TASK TO CARRY OUT: Copy every entry. Do not alter a single word.

RECORDS FOR PROCESSING:

•••••

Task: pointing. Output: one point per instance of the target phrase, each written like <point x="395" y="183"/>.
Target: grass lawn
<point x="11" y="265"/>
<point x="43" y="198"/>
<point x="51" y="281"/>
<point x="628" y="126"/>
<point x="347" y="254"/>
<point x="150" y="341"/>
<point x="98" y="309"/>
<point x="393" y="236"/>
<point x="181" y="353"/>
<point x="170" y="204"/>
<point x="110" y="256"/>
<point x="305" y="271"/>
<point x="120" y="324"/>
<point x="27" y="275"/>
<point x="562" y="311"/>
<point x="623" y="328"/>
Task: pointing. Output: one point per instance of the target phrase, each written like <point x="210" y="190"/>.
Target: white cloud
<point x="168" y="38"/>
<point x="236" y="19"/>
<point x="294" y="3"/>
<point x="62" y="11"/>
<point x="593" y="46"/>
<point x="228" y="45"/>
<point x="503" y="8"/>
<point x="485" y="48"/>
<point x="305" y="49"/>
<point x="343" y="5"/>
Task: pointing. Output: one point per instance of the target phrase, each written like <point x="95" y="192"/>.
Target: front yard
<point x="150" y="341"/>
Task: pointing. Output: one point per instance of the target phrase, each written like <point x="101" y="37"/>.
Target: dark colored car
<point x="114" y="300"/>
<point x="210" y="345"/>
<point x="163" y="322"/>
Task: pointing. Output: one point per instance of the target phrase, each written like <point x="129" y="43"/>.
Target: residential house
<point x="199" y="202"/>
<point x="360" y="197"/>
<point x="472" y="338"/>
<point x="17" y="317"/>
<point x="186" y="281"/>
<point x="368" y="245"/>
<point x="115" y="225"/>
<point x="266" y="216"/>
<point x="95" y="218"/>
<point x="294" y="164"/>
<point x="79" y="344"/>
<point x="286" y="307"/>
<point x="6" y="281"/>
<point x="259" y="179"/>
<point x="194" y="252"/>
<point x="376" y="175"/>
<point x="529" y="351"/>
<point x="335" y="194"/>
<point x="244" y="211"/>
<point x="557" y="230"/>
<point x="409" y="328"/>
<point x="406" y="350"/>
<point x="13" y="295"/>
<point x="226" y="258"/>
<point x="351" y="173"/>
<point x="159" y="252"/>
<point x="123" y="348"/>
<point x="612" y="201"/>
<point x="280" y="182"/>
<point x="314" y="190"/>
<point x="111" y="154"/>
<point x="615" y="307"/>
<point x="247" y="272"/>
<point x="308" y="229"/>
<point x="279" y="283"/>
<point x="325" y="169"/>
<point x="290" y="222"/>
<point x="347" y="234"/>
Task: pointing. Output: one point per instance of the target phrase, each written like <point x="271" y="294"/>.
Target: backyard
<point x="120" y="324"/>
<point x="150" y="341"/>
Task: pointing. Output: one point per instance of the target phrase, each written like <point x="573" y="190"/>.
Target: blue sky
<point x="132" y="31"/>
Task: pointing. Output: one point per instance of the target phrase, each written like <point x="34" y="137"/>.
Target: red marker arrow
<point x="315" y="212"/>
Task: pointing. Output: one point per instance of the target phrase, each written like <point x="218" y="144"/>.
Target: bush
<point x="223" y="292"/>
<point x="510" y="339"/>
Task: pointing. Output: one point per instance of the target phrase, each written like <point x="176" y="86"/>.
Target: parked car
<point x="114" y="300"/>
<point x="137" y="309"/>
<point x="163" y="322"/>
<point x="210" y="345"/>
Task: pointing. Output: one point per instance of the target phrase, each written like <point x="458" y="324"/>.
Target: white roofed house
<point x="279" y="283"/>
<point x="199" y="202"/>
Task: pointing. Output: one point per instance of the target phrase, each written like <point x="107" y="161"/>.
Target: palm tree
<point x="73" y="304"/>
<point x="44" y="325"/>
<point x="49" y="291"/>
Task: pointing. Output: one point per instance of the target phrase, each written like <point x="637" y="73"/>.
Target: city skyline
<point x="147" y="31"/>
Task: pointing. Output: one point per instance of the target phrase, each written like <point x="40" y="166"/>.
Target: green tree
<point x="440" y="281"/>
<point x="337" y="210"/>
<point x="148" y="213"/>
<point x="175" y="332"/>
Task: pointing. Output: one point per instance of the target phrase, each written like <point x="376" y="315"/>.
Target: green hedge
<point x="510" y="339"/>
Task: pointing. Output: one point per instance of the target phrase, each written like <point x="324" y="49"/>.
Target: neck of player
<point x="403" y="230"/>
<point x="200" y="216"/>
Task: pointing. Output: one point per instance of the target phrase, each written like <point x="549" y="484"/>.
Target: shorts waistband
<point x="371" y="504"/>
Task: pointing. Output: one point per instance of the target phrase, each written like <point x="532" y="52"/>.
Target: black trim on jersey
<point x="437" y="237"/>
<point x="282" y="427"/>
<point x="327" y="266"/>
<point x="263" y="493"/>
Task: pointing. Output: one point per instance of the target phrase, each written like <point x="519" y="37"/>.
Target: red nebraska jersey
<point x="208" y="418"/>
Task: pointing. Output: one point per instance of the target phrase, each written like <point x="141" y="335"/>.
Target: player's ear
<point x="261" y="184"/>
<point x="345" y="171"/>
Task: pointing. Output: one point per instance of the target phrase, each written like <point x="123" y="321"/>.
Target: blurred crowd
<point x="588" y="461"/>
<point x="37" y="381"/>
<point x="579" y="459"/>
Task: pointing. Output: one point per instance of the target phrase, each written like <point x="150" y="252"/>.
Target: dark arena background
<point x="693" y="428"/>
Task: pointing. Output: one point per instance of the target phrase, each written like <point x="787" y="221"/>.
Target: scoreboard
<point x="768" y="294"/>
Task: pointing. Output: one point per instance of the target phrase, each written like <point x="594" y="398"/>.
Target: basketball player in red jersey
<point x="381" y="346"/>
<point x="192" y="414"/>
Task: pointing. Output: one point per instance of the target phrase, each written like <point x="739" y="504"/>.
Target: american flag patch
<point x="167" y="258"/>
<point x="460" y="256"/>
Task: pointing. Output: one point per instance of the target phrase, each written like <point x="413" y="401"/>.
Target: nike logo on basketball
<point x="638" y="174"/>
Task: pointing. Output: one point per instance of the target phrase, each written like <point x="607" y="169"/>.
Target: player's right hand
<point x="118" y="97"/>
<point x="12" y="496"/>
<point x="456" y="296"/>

•••••

EXPECTED OUTPUT:
Task: pointing. Output: one point per instance of the target phrase, each written like <point x="395" y="183"/>.
Target: grass lawn
<point x="11" y="265"/>
<point x="43" y="198"/>
<point x="51" y="281"/>
<point x="628" y="126"/>
<point x="347" y="254"/>
<point x="150" y="341"/>
<point x="98" y="309"/>
<point x="393" y="236"/>
<point x="181" y="353"/>
<point x="170" y="204"/>
<point x="110" y="256"/>
<point x="305" y="271"/>
<point x="120" y="324"/>
<point x="27" y="275"/>
<point x="562" y="311"/>
<point x="623" y="328"/>
Task: pointing. Output: one point per instance of the target phrase, each written like <point x="210" y="190"/>.
Target: white cloud
<point x="168" y="38"/>
<point x="236" y="19"/>
<point x="294" y="3"/>
<point x="62" y="11"/>
<point x="593" y="46"/>
<point x="228" y="45"/>
<point x="503" y="8"/>
<point x="485" y="48"/>
<point x="305" y="49"/>
<point x="343" y="5"/>
Task: pointing. Output: one point per instance of the target phrase, each written like <point x="95" y="192"/>.
Target: front yard
<point x="150" y="341"/>
Task: pointing. Output: one point per instance of the target phrase, each written like <point x="101" y="37"/>.
Target: dark colored car
<point x="114" y="300"/>
<point x="210" y="345"/>
<point x="163" y="322"/>
Task: pointing. Output: one point per instance of the target phrase, each written like <point x="129" y="43"/>.
Target: residential house
<point x="199" y="202"/>
<point x="360" y="197"/>
<point x="472" y="338"/>
<point x="17" y="317"/>
<point x="186" y="281"/>
<point x="368" y="245"/>
<point x="115" y="225"/>
<point x="266" y="216"/>
<point x="95" y="218"/>
<point x="294" y="164"/>
<point x="79" y="344"/>
<point x="286" y="307"/>
<point x="6" y="281"/>
<point x="259" y="179"/>
<point x="194" y="252"/>
<point x="376" y="175"/>
<point x="529" y="351"/>
<point x="335" y="194"/>
<point x="244" y="211"/>
<point x="557" y="230"/>
<point x="409" y="328"/>
<point x="406" y="350"/>
<point x="13" y="295"/>
<point x="226" y="258"/>
<point x="351" y="173"/>
<point x="159" y="252"/>
<point x="123" y="348"/>
<point x="612" y="201"/>
<point x="280" y="182"/>
<point x="314" y="190"/>
<point x="111" y="154"/>
<point x="615" y="307"/>
<point x="247" y="272"/>
<point x="308" y="229"/>
<point x="279" y="283"/>
<point x="325" y="169"/>
<point x="290" y="222"/>
<point x="347" y="234"/>
Task: pointing. Output: one point per instance of the target phrase, each written like <point x="271" y="294"/>.
Target: backyard
<point x="120" y="324"/>
<point x="150" y="341"/>
Task: pointing. Output: one point per instance of the target phrase, each written like <point x="573" y="190"/>.
Target: blue sky
<point x="132" y="31"/>
Task: pointing. Output: one point per instance of the target phrase, each written like <point x="34" y="137"/>.
Target: red marker arrow
<point x="315" y="212"/>
Task: pointing. Output: one point per instance of the target phrase, each written like <point x="218" y="144"/>.
Target: bush
<point x="223" y="292"/>
<point x="510" y="339"/>
Task: pointing. Output: one point per instance of the target phrase, each written like <point x="176" y="86"/>.
Target: parked car
<point x="114" y="300"/>
<point x="137" y="309"/>
<point x="163" y="322"/>
<point x="210" y="345"/>
Task: pointing. Output: one point per instance of the target phrase, each written like <point x="458" y="324"/>.
Target: white roofed house
<point x="279" y="283"/>
<point x="199" y="202"/>
Task: pointing. Output: one point per instance of the target phrase, each written like <point x="107" y="161"/>.
Target: palm tree
<point x="73" y="304"/>
<point x="44" y="325"/>
<point x="49" y="291"/>
Task: pointing. Output: one point per instance of the target phrase, each written like <point x="637" y="73"/>.
Target: city skyline
<point x="147" y="31"/>
Task: pointing. Output: one point per instance of the target phrase, each written like <point x="40" y="166"/>.
Target: green tree
<point x="440" y="281"/>
<point x="337" y="210"/>
<point x="148" y="213"/>
<point x="175" y="332"/>
Task: pointing. Output: one point per instance of the target phrase, each written like <point x="376" y="315"/>.
Target: green hedge
<point x="510" y="339"/>
Task: pointing. Output: one point per instance of the target phrase, each written like <point x="324" y="49"/>.
Target: neck of player
<point x="403" y="230"/>
<point x="200" y="216"/>
Task: pointing. Output: one point per instance of the target phrase, each written like <point x="549" y="484"/>.
Target: shorts waistband
<point x="371" y="504"/>
Task: pointing. Output: one point per instance of the target phrase, each written like <point x="532" y="52"/>.
Target: black trim on jersey
<point x="437" y="237"/>
<point x="282" y="427"/>
<point x="327" y="266"/>
<point x="263" y="493"/>
Task: pointing. Output: one point per instance of the target phrase, each written like <point x="519" y="37"/>.
Target: red nebraska jersey
<point x="208" y="418"/>
Task: pointing. Output: one point per instance of the target phrase, each written like <point x="141" y="335"/>.
Target: player's ear
<point x="261" y="184"/>
<point x="345" y="171"/>
Task: pointing. Output: one point per instance of the target phrase, each written like <point x="123" y="321"/>.
Target: blurred crowd
<point x="588" y="461"/>
<point x="37" y="381"/>
<point x="579" y="459"/>
Task: pointing. Output: one point per instance of the target phrase, each written like <point x="150" y="252"/>.
Target: dark arena background
<point x="693" y="428"/>
Task: pointing. Output: one point per instance of the target phrase, each written like <point x="787" y="221"/>.
Target: scoreboard
<point x="768" y="294"/>
Task: pointing. Output: one point per instance of the target phrase, each written like <point x="594" y="398"/>.
Target: basketball player in red jersey
<point x="381" y="346"/>
<point x="192" y="414"/>
Task: pointing. Output: one point per instance of the target phrase, each written like <point x="739" y="504"/>.
Target: american flag patch
<point x="167" y="258"/>
<point x="460" y="256"/>
Task: pointing. Output: one point per instance of the target phrase, each written like <point x="413" y="401"/>.
Target: nike logo on basketball
<point x="638" y="174"/>
Task: pointing. Output: one point per instance of the target phrase, each written like <point x="607" y="169"/>.
Target: player's right hand
<point x="118" y="97"/>
<point x="12" y="496"/>
<point x="456" y="296"/>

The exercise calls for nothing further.